## PROBLEM 1
Answer these from the article on dating in Lagos below, marking each answer with its letter:
(a) What are Lagos weekends packed with?
(b) What did the female lawyer's friends think when she used Tinder?
(c) How many married men did Efua Oyofo recognize the first time she signed up?
## PROBLEM 2
List every cause the article on dating in Lagos below gives for people being exhausted by the weekends.
## PROBLEM 3
Carry on writing the article on dating in Lagos below, starting after its last sentence.

[Opening STUDY TEXT section]

The unwritten rules of Nigerian dating
Finding love in Lagos can be difficult
LIFE in Lagos can be hard, even for a young, salaried professional.
The long working hours, the endless traffic and the pressure to keep up appearances in a city that idolises wealth often leave people exhausted by the weekends, which are packed with lavish weddings and lengthy church services. They can also make it hard to find love.
Tinder, a dating app where users reject or select potential partners by swiping left or right, has not proved as popular in Lagos as it is with time-poor young people elsewhere. “Friends thought I was insane or looking to be murdered,” says a female lawyer.
For those who dare, men mostly find “runs girls” (aka sugar babies) looking for rich boyfriends to buy them gifts, or outright prostitutes. Women find cheating husbands.
“The first time I signed up…I saw three guys I knew who were married,” says Efua Oyofo, who runs the blog Dating While Nigerian.

[Closing STUDY TEXT section]
[Opening RECORDED INFORMATION section]

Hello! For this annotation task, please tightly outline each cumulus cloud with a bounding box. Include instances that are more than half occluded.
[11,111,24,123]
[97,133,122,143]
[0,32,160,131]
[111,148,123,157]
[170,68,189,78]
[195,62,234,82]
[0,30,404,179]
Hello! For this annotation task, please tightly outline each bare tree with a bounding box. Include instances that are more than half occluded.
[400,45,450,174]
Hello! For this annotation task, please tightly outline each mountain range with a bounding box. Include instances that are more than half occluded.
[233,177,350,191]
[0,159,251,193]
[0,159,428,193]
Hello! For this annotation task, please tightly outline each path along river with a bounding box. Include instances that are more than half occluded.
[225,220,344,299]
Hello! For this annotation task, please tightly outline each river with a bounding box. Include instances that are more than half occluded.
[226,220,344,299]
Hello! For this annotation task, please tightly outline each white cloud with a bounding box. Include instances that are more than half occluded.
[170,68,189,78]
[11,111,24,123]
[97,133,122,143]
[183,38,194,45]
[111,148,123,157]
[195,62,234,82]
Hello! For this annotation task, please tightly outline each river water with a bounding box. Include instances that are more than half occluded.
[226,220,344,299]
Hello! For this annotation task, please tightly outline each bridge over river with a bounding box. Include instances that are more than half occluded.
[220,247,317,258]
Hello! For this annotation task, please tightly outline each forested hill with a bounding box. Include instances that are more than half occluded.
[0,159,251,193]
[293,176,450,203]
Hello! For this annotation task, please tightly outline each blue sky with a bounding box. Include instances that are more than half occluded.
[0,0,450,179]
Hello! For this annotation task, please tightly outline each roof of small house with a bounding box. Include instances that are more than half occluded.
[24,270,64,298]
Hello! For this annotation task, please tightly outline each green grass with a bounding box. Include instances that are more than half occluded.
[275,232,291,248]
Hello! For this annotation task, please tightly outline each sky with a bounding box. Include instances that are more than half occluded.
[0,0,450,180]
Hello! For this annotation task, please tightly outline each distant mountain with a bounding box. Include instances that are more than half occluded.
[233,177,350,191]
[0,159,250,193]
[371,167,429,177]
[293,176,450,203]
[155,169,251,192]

[Closing RECORDED INFORMATION section]

## TASK ANSWER 1
(a) Lavish weddings and lengthy church services.
(b) That she was insane or looking to be murdered.
(c) Three.

## TASK ANSWER 2
- The long working hours
- The endless traffic
- The pressure to keep up appearances in a city that idolizes wealth

## TASK ANSWER 3
However, many young women in Lagos want to be the “side chick” of a married man, deeming them more responsible than the single ones.
“It was crazy,” a 26-year-old journalist says, recalling the sudden attention he got from young women in his office when he wore a ring on his fourth finger. “They’re more patient,” says Eve, a software developer who prefers older men. “And there’s the money.”
For heterosexuals looking for something serious, megachurches run singles events. Weddings are also seen as a good place to meet future spouses. “Unlike a nightclub it’s actually a fairly well-lit event, so there’s a sense you can survey the market,” says Ore Disu, who runs Nsibidi Institute, a think-tank.
However, many women worry that nuptials are frequented by “Yoruba demons”, stereotypically promiscuous young men from south-west Nigeria. Gay Nigerians, most of whom are in the closet, tend to meet at private parties.
Whereas ethnicity is less of a barrier to love in Nigeria’s cosmopolitan commercial capital, Christian-Muslim unions are still frowned upon. Parents also put pressure on their children to find a partner, inviting men over for dinner or sending women to meet their sons.
For many young people the only way to date is to find someone who lives and works nearby—and spend time together during the long commute.